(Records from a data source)
** Start **

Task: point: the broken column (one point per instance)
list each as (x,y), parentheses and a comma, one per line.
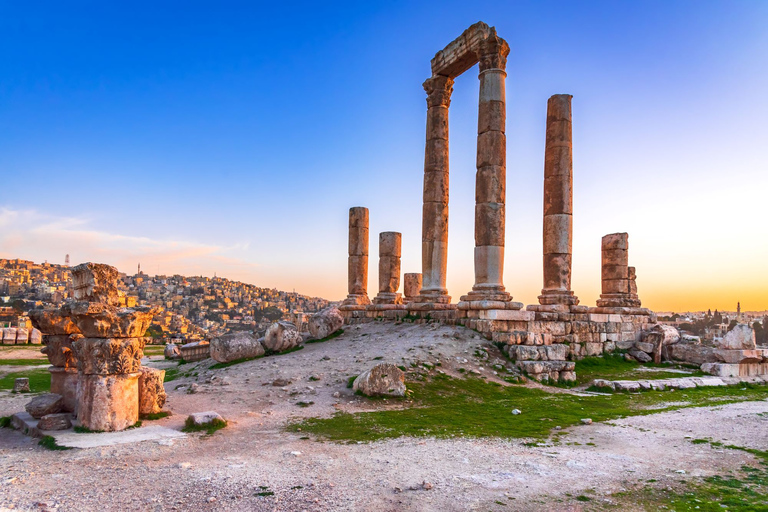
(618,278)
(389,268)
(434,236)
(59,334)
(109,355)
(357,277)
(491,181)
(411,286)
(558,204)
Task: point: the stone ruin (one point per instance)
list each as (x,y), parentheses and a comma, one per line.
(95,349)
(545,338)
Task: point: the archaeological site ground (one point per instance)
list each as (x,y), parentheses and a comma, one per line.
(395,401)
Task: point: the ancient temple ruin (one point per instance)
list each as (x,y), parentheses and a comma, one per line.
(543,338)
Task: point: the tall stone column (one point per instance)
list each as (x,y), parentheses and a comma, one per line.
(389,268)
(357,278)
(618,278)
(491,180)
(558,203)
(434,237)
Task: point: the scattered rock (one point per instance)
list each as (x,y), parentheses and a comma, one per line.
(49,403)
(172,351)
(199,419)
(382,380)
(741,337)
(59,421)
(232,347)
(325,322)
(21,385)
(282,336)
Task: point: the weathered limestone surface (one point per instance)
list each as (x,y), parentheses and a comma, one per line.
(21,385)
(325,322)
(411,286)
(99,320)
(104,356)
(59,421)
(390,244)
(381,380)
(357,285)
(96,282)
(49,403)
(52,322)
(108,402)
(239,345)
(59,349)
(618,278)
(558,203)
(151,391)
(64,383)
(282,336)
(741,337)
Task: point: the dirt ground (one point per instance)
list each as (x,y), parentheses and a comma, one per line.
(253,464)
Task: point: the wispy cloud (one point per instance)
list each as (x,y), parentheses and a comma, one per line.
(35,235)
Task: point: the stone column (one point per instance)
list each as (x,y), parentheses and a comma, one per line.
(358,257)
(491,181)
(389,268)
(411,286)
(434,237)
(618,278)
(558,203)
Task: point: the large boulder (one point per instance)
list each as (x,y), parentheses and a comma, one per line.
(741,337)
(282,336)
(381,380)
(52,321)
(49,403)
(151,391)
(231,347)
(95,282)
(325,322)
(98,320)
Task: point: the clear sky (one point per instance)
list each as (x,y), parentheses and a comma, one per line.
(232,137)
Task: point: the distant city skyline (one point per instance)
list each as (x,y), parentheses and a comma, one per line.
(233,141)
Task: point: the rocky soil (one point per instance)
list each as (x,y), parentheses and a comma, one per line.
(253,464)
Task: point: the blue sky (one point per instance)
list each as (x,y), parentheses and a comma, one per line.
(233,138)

** End **

Recast all of the data above as a two-column CSV headed "instruction" and "points". Each row should pair one instruction's text with its answer, and each value should go in a single quoted field with line breaks replaced by spaces; leave the pictures out.

instruction,points
"Task: point: the broken column (one point per instance) list each as (x,y), parentheses and a comma, one per line.","(618,278) (389,268) (434,236) (59,334) (109,355) (357,277) (491,181) (411,286) (558,204)"
"Task: point: the stone ruin (one point per instance) list each as (x,y), parentheses and a comma, one per line.","(95,349) (545,338)"
"Task: point: the archaeological site ground (one point per instance) list each as (x,y), parentheses and a comma, one per line.","(395,401)"
"Task: point: the ancient temple ruin (one point per instance) list each as (x,y), parentheses and a comma, one per line.","(543,338)"
"Task: point: the tall stone column (one point per instance) list each as (x,y), parentheses and a comma, one per line.","(389,268) (357,278) (618,278) (491,180) (558,203) (434,237)"
"Task: point: the scattered rock (one point per instance) list each as (x,y), parentheses and a comma, one per line.","(49,403) (172,351) (199,419) (382,380) (741,337) (59,421) (232,347) (325,322) (21,385) (282,336)"
"Task: point: the weathered limestone surface (one point per instance) list each as (x,y), parentheses and a comma, one per line.","(21,385) (325,322) (411,286) (99,320) (104,356) (59,421) (390,244) (381,380) (357,285) (96,282) (49,403) (52,322) (108,402) (239,345) (59,349) (618,278) (558,203) (151,391) (64,383) (282,336) (741,337)"
"Task: point: the dirt ground (one point per instance) list each as (x,y), parentheses and a comma, one per line.","(253,464)"
"Task: point: the wispy cloud (one point per instance) list each as (x,y), parentheses and a comma, one per line.","(35,235)"
"Task: point: the stone column (one point per instance) list each as (x,y), parentheses and a comma, one per line.","(358,257) (491,181) (389,268) (411,286) (434,237) (618,278) (558,203)"
"Task: point: the large boulder (one point per instance) list each as (x,y), parentheses and a comma, one per line.","(741,337) (282,336) (381,380) (52,321) (49,403) (151,391) (231,347) (95,282) (325,322) (98,320)"
"Task: point: the clear sky (one point per instance) list each as (x,y), parentheses and a comma, one per line.","(232,137)"
"Task: point: the distant city skyline (one point per instance) list each as (x,y), parentheses and a comma, one per line.","(233,141)"
"Task: point: the rocky soil (one point per instance) list each as (x,y), parentheses and a comma, one per line.","(253,464)"
"Task: point: the blue sky (one point per instance) list each as (x,y), parentheses and a comma, one per line.","(233,138)"